### Records for this exercise
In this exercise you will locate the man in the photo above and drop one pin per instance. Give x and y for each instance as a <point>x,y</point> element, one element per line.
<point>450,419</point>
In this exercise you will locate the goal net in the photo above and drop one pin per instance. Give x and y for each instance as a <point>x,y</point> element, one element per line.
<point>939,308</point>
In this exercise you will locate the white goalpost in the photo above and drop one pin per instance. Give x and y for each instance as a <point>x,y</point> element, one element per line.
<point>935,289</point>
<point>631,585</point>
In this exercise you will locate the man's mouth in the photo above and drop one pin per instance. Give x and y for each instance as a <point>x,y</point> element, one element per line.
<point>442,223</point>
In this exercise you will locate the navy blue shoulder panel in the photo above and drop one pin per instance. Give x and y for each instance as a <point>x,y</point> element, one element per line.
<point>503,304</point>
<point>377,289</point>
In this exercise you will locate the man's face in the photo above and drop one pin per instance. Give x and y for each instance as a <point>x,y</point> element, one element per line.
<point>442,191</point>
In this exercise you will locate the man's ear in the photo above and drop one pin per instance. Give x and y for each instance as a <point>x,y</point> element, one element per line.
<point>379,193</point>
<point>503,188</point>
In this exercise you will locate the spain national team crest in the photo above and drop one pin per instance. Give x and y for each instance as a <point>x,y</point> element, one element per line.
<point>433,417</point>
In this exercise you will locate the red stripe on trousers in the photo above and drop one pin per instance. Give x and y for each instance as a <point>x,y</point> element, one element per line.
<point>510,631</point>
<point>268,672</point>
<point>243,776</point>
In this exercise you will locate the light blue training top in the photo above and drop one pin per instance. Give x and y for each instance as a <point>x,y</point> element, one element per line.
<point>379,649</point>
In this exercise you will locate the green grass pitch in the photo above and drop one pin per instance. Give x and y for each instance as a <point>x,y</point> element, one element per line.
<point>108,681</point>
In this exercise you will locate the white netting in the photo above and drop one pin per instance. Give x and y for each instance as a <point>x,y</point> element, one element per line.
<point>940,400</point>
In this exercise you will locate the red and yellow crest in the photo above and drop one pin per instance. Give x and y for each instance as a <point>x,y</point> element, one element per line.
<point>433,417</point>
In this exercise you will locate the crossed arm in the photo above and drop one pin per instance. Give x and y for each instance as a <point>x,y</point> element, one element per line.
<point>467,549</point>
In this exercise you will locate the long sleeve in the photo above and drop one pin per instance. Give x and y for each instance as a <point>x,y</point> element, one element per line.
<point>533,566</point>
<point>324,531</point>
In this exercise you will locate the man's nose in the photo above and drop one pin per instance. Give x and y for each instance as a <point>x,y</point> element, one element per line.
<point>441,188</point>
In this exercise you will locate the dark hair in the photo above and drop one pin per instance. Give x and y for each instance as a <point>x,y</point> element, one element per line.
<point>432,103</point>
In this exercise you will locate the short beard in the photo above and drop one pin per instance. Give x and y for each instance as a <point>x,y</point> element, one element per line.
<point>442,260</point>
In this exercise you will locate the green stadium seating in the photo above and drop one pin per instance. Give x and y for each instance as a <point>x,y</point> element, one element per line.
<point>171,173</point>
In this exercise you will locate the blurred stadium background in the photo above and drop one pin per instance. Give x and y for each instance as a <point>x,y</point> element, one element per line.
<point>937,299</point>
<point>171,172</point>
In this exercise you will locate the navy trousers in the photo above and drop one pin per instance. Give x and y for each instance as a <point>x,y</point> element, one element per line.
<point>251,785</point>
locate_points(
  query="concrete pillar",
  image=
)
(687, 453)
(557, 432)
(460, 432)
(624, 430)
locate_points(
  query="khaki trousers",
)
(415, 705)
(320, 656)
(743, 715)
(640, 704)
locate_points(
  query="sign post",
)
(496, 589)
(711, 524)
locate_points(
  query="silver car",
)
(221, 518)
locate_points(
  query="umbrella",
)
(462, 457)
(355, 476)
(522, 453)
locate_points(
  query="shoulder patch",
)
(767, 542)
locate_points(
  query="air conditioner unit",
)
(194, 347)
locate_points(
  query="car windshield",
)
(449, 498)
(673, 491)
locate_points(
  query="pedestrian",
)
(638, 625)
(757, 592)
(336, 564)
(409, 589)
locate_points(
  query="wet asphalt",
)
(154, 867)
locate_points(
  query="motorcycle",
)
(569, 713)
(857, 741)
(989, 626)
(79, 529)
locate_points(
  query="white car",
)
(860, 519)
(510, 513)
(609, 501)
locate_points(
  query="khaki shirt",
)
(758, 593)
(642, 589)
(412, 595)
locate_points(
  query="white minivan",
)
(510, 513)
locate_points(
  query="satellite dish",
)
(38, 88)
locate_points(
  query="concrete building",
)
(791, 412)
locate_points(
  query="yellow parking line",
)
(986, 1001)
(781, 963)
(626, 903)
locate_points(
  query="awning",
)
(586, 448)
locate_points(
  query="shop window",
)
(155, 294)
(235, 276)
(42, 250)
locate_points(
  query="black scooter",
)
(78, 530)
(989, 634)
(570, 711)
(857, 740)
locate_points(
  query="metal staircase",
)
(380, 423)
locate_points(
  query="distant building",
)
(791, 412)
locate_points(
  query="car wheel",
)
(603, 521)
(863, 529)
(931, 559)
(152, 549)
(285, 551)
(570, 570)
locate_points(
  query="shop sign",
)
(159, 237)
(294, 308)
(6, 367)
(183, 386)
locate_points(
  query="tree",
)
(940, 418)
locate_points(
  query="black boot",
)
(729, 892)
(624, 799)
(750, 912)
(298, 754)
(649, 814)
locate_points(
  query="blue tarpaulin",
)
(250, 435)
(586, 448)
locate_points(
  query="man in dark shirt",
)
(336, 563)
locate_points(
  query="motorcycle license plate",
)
######
→ Exercise goal
Which of the lines in the material carry the string "shirt"? Pull them out.

→ Task output
  query="khaki shirt",
  query="man in dark shirt",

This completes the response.